— begin —
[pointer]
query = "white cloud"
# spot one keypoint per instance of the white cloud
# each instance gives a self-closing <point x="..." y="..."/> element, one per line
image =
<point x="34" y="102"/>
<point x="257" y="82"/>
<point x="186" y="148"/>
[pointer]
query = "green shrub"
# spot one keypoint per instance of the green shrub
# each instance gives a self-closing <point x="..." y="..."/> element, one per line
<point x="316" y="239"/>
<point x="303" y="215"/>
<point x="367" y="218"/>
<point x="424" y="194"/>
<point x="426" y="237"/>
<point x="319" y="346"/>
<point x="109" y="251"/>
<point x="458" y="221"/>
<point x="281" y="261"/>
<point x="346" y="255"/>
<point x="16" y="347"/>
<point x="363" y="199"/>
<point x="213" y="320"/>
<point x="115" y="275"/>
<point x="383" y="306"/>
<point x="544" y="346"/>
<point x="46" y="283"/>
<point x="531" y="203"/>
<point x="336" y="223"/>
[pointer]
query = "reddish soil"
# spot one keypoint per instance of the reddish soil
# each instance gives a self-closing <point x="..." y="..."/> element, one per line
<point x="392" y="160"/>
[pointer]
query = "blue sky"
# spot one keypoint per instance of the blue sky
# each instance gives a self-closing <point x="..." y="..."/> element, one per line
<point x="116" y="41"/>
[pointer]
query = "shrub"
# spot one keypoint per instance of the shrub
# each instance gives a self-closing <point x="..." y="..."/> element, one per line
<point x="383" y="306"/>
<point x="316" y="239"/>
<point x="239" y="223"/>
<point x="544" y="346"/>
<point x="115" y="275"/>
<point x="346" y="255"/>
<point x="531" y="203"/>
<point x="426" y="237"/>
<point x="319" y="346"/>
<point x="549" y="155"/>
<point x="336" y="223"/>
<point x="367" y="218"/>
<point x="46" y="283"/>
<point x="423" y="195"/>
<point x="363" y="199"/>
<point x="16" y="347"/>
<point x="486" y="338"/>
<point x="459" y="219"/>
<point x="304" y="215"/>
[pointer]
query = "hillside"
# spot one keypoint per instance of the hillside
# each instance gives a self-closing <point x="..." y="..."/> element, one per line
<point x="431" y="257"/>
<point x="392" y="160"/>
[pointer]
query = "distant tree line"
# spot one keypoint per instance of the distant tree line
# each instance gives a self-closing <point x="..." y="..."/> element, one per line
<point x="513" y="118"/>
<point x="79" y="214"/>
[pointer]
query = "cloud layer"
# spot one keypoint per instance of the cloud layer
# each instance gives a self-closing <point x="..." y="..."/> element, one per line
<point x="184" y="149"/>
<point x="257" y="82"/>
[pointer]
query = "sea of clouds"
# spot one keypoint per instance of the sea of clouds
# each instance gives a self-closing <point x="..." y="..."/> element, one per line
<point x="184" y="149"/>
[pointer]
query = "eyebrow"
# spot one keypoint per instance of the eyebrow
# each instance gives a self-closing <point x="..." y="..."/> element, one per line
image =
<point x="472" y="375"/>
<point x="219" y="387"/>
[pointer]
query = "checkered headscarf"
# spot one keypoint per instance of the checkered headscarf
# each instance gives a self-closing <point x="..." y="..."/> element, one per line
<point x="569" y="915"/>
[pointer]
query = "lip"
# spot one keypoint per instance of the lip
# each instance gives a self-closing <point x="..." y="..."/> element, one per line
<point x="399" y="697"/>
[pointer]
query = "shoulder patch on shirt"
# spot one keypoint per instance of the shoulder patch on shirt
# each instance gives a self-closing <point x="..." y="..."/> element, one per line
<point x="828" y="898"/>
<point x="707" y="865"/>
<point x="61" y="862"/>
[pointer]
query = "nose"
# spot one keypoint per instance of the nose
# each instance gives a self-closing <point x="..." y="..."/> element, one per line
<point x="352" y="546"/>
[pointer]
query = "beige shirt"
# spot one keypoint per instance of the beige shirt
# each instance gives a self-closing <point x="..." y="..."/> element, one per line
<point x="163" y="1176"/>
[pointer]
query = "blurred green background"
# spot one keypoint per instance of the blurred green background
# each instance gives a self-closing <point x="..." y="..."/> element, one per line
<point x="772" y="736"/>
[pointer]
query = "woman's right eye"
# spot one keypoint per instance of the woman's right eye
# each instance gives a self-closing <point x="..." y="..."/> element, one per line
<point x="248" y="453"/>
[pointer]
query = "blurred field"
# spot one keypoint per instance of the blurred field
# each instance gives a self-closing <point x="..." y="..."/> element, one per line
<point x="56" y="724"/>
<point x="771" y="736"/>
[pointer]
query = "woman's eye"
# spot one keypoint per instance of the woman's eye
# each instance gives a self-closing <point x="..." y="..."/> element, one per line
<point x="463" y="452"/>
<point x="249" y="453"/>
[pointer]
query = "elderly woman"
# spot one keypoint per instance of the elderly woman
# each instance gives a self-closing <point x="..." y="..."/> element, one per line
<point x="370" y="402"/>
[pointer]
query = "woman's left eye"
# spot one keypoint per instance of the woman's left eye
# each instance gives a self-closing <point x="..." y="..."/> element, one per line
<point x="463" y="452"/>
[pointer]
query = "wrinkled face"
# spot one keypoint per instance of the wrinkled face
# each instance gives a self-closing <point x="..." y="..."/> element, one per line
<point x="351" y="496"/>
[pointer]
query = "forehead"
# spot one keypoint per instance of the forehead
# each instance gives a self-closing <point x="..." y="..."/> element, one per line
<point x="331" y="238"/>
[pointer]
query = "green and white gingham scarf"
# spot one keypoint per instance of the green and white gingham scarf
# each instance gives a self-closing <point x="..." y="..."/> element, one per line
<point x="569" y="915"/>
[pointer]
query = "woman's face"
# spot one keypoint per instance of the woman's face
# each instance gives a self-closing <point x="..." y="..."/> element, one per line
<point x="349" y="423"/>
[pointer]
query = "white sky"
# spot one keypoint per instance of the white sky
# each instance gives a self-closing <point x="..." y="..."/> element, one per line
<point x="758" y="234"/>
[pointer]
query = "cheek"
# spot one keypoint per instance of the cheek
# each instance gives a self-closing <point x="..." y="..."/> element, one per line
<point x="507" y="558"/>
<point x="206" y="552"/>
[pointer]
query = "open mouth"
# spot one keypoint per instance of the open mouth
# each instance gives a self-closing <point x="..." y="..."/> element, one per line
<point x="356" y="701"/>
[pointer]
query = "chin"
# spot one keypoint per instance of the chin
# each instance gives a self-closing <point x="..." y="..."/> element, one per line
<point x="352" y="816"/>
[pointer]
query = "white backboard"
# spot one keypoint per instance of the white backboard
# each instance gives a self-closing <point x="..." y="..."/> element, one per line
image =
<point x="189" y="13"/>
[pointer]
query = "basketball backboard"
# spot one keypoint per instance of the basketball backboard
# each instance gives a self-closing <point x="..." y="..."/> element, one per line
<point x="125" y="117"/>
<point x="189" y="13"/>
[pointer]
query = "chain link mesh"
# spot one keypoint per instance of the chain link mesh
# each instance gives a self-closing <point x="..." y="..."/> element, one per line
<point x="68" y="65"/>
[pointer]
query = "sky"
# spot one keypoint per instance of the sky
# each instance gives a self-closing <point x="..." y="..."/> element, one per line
— end —
(Written request):
Every entry needs to be retyped exactly.

(Full answer):
[pointer]
query = "white cloud"
# spot one keypoint per instance of the white cloud
# each instance gives a self-closing <point x="..." y="..."/> element, one per line
image =
<point x="34" y="102"/>
<point x="257" y="82"/>
<point x="186" y="148"/>
[pointer]
query = "green shrub"
# spot one keypoint per instance of the green shrub
# each instance gives a self-closing <point x="..." y="..."/> element, one per line
<point x="316" y="239"/>
<point x="303" y="215"/>
<point x="367" y="218"/>
<point x="424" y="194"/>
<point x="426" y="237"/>
<point x="319" y="346"/>
<point x="109" y="251"/>
<point x="458" y="221"/>
<point x="281" y="261"/>
<point x="346" y="255"/>
<point x="16" y="347"/>
<point x="363" y="199"/>
<point x="213" y="320"/>
<point x="115" y="275"/>
<point x="383" y="306"/>
<point x="544" y="346"/>
<point x="46" y="283"/>
<point x="531" y="203"/>
<point x="336" y="223"/>
[pointer]
query = "reddish soil"
# spot one keypoint per instance of the reddish soil
# each instance gives a self-closing <point x="..." y="..."/> element, one per line
<point x="392" y="160"/>
[pointer]
query = "blue sky"
# spot one keypoint per instance of the blue sky
# each instance gives a self-closing <point x="..." y="..."/> element, one per line
<point x="116" y="41"/>
[pointer]
query = "shrub"
# spot one keypoint per instance of the shrub
# each instance gives a self-closing <point x="..." y="..."/> element, one per line
<point x="383" y="306"/>
<point x="316" y="239"/>
<point x="239" y="223"/>
<point x="544" y="346"/>
<point x="115" y="275"/>
<point x="346" y="255"/>
<point x="531" y="203"/>
<point x="426" y="237"/>
<point x="319" y="346"/>
<point x="549" y="155"/>
<point x="336" y="223"/>
<point x="367" y="218"/>
<point x="46" y="283"/>
<point x="423" y="195"/>
<point x="363" y="199"/>
<point x="16" y="347"/>
<point x="486" y="338"/>
<point x="459" y="219"/>
<point x="304" y="215"/>
[pointer]
query = "hillside"
# spot one keypoint per instance of the hillside
# each instance gives a self-closing <point x="..." y="..."/> element, one per line
<point x="431" y="257"/>
<point x="392" y="160"/>
[pointer]
query = "distant tree line"
# spot one keypoint per instance of the distant tree line
# each instance gives a self-closing <point x="..." y="..."/> element, one per line
<point x="513" y="118"/>
<point x="79" y="214"/>
[pointer]
query = "cloud layer"
# spot one keypoint per instance of the cloud layer
# each instance gives a self-closing <point x="..." y="..."/> element, one per line
<point x="184" y="149"/>
<point x="257" y="82"/>
[pointer]
query = "sea of clouds"
# spot one keypoint per instance of the sea of clouds
# each instance gives a self-closing <point x="..." y="..."/> element, one per line
<point x="184" y="149"/>
[pointer]
query = "eyebrow"
# spot one keypoint per instance of the eyebrow
# each instance gives a self-closing <point x="..." y="..."/> element, one per line
image =
<point x="472" y="375"/>
<point x="219" y="387"/>
[pointer]
query = "checkered headscarf"
# spot one keypoint per instance of the checkered headscarf
# each instance gives a self-closing <point x="..." y="..."/> element, one per line
<point x="569" y="915"/>
[pointer]
query = "lip"
# spot one keypoint per instance of the lip
# each instance gives a self-closing <point x="..." y="..."/> element, one per line
<point x="399" y="697"/>
[pointer]
query = "shoulder patch on shirt"
# spot one keypoint per instance of the shoulder patch on shirt
# each instance gives a self-closing <point x="..." y="..."/> element, one per line
<point x="828" y="898"/>
<point x="707" y="865"/>
<point x="61" y="862"/>
[pointer]
query = "nose"
# spot one keypoint per instance of the nose
# each instance gives a self-closing <point x="..." y="..."/> element, one per line
<point x="352" y="546"/>
[pointer]
query = "beige shirt"
# spot one keypoint per instance of the beige shirt
# each instance gives a self-closing <point x="..." y="..."/> element, one per line
<point x="163" y="1176"/>
[pointer]
query = "blurred green background"
# spot one keypoint per instance of the blurred green background
# each instance gives a self-closing <point x="..." y="..."/> element, one per line
<point x="772" y="736"/>
[pointer]
query = "woman's right eye"
# spot one keypoint per instance of the woman's right eye
# each instance gives a self-closing <point x="..." y="..."/> element, one per line
<point x="248" y="453"/>
[pointer]
query = "blurred field"
# spot one keypoint per instance of the blurred field
# each instance gives a self-closing <point x="..." y="..."/> element, one per line
<point x="56" y="724"/>
<point x="771" y="736"/>
[pointer]
query = "woman's eye"
# spot one keypoint per instance of the woman's eye
# each instance gives a self-closing <point x="..." y="..."/> element, one per line
<point x="463" y="452"/>
<point x="249" y="453"/>
[pointer]
query = "elderly woman"
# spot one keypoint per instance of the elderly woman
# each instance gives a self-closing <point x="..." y="..."/> element, one per line
<point x="370" y="402"/>
[pointer]
query = "woman's left eye"
# spot one keypoint per instance of the woman's left eye
# each instance gives a self-closing <point x="..." y="..."/> element, one per line
<point x="463" y="452"/>
[pointer]
query = "wrinkled face"
# spot one keypoint per instance of the wrinkled face
# each instance gives a self-closing <point x="..." y="..."/> element, one per line
<point x="351" y="496"/>
[pointer]
query = "forehead"
# spot one keypoint per instance of the forehead
# each instance gives a self-closing <point x="..." y="..."/> element, one per line
<point x="331" y="238"/>
[pointer]
query = "green and white gingham scarf"
# spot one keypoint per instance of the green and white gingham scarf
# each instance gives a self-closing <point x="..." y="..."/> element, one per line
<point x="569" y="915"/>
[pointer]
query = "woman's face"
# spot one keypoint per instance of the woman's face
# each instance gives a self-closing <point x="..." y="..."/> element, one per line
<point x="349" y="423"/>
[pointer]
query = "white sky"
# spot one keypoint per instance of the white sky
# each instance gives a self-closing <point x="..." y="..."/> element, one per line
<point x="758" y="234"/>
[pointer]
query = "cheek"
# spot one keypoint per instance of the cheek
# each instance gives a self-closing <point x="..." y="..."/> element, one per line
<point x="507" y="558"/>
<point x="206" y="552"/>
[pointer]
query = "open mouth"
# spot one keypoint per instance of the open mouth
# each instance gives a self-closing <point x="..." y="..."/> element, one per line
<point x="356" y="701"/>
[pointer]
query = "chin"
# spot one keypoint per instance of the chin
# each instance gives a self-closing <point x="..." y="..."/> element, one per line
<point x="352" y="816"/>
[pointer]
query = "white backboard"
# spot one keypoint per instance of the white backboard
# each instance gives a self-closing <point x="..." y="..."/> element, one per line
image =
<point x="189" y="13"/>
[pointer]
query = "basketball backboard"
# spot one keypoint per instance of the basketball backboard
# each instance gives a self-closing <point x="..." y="..."/> element, one per line
<point x="125" y="117"/>
<point x="189" y="13"/>
[pointer]
query = "chain link mesh"
# spot one keypoint per instance of the chain link mesh
# each instance gives a self-closing <point x="..." y="..."/> element, one per line
<point x="68" y="65"/>
[pointer]
query = "sky"
# spot one keypoint per instance of the sky
# each instance gives a self-closing <point x="..." y="..."/> element, one per line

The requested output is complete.